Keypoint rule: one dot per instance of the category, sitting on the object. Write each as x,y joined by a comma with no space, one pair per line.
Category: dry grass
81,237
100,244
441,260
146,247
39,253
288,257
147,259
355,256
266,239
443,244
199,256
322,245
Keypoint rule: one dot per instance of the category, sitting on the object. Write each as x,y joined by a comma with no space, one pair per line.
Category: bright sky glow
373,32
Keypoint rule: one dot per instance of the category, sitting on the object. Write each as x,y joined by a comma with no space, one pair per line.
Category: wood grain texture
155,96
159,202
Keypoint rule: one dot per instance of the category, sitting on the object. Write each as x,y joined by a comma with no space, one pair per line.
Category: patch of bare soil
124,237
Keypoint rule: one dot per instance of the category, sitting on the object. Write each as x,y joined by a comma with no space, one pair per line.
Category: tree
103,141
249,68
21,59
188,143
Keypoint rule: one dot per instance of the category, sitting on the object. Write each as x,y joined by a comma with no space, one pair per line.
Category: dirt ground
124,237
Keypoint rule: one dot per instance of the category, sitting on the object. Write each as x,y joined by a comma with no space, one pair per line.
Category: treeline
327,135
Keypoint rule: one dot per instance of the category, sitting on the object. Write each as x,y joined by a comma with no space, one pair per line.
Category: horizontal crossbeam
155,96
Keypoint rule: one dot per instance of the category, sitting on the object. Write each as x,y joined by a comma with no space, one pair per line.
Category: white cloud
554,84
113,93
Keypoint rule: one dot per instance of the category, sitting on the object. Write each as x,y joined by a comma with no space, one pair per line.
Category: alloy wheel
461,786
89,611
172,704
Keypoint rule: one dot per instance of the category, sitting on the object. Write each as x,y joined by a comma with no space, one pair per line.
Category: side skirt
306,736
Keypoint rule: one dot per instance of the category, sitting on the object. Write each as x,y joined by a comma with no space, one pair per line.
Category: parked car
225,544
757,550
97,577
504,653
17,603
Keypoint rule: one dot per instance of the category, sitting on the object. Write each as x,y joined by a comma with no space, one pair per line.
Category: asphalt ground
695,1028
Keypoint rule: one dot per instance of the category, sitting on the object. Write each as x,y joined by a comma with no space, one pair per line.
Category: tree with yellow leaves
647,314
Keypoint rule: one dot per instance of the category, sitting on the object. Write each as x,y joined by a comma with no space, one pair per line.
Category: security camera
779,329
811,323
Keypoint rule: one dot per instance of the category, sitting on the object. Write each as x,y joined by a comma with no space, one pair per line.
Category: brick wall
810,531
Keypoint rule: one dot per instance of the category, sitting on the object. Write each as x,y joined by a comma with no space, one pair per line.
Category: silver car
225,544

___

§ **Task to carry out**
The complete set of entries above must be reproduced verbatim.

§ **Task output**
Keypoint rule: one dot per instance of the category, sitting on the object. Write each as x,y joined by a comma with no space, one pair per line.
Category: dry grass
81,237
100,244
441,260
146,247
39,253
288,257
147,259
355,256
266,239
443,244
199,256
322,245
Keypoint rule: one dot per instance of the category, sitting on the object. Write each as x,y joined by a comma with no space, one pair per line.
Category: bright sky glow
373,32
Keypoint rule: one dot per instance of the category, sitting on the object. Write each as x,y joined by a comma with no space, one pair per line.
Category: wood grain texture
155,96
159,202
Keypoint rule: one dot per instance of the category, sitting on the object. Write each as x,y joined by a comma with no space, one pair per line.
Category: patch of bare soil
124,237
Keypoint rule: one dot per instance of the category, sitting on the object. Write each as x,y joined by a comma with no space, one pair per line.
Category: tree
103,141
249,68
21,59
188,143
Keypoint rule: one dot per instance of the category, sitting on the object. Write each as x,y joined by a comma with no space, one pair per line.
Category: dirt ground
124,237
Keypoint rule: one dot per instance of the category, sitting on the object. Write each as x,y joined by a comma with no space, one pair per line.
Category: treeline
327,135
Keypoint rule: one dot per instance of the category, sitting on the object. Write each as x,y joined by a comma with no space, one pair per line.
Category: horizontal crossbeam
155,96
Keypoint rule: one dot per instance of the category, sitting on the object. Write each as x,y joined by a comma with no space, one pair per line.
Category: white cloud
554,84
113,93
Keypoint rule: one dot per instance of the category, sitting on the object. Write each as x,y joined by a comma with no space, one pair per line.
Category: alloy wheel
461,786
89,611
172,704
Keypoint rule: one dot per instance of the category, sitting on the object. Write each as x,y joined by a comma with no space, one pair per line.
Category: side skirt
306,736
Keypoint rule: one dot per instance of the category, sitting on the object. Write each as x,y joined by a comma with no space, one pair per line.
Category: parked car
225,544
757,550
97,577
504,653
17,603
Keypoint rule: one dot per instance of the category, sitting on the object. Write each as x,y joined by a comma with no space, one pair per line.
Category: asphalt ground
695,1028
Keypoint rule: one dot per instance of the category, sitting on the object. Write each as x,y joined by a comma with no space, one pair per line.
Category: tree with yellow leaves
647,314
Keypoint rule: one dot per instance of the category, sitting on the object. Write each as x,y joined by a comma with no space, one pair per line.
Category: security camera
779,329
811,323
Keypoint rule: one dot per instance of the category, sitting on the object. Write each as x,y joined by a comma with no space, one pair per line.
Category: brick wall
810,531
Keypoint rule: one dot per instance of the category, sitting on the object. Write each as x,y joined by a comma with no space, one pair per line.
Category: silver car
225,544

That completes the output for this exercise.